**Task directions**
Render every line of the entries below as a JSON list of strings, one string per line, leaving out blank lines.

(Collected data)
::::::

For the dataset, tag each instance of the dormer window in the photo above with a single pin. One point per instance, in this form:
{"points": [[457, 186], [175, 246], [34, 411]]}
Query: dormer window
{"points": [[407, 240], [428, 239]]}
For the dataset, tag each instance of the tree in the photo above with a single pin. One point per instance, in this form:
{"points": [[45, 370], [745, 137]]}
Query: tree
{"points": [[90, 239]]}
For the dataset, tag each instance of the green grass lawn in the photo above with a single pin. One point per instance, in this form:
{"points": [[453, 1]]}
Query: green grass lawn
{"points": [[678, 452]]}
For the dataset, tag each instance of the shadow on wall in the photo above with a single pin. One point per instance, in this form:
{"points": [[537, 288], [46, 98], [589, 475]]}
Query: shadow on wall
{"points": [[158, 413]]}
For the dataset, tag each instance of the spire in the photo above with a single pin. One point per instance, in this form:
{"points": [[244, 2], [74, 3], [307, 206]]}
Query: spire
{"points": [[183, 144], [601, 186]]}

::::::

**Answer to the task**
[
  "For the dataset, tag each instance of the dormer window in the photo above with a single pin. One point per instance, in this form:",
  "{\"points\": [[457, 186], [175, 246], [34, 411]]}",
  "Query: dormer window",
  "{\"points\": [[407, 240], [428, 239]]}",
  "For the dataset, tag each instance of the tree in the photo above with a single pin. One point per instance, in this form:",
  "{\"points\": [[45, 370], [745, 137]]}",
  "Query: tree",
  "{\"points\": [[90, 239]]}",
  "For the dataset, tag each instance of the green grass lawn in the photo above with a single pin. One point per instance, in this form:",
  "{\"points\": [[453, 1]]}",
  "Query: green grass lawn",
  "{\"points\": [[678, 452]]}",
  "For the dataset, tag each instance of the shadow on wall in the photo above with a single pin. One point per instance, in this form:",
  "{\"points\": [[537, 288], [46, 98], [589, 475]]}",
  "Query: shadow on wall",
  "{\"points\": [[158, 413]]}",
  "For the dataset, tag each instance of the spire in the photo above with a single pin. One point per instance, in this form:",
  "{\"points\": [[244, 2], [74, 3], [307, 206]]}",
  "Query: spire",
  "{\"points\": [[183, 144], [601, 186]]}"
]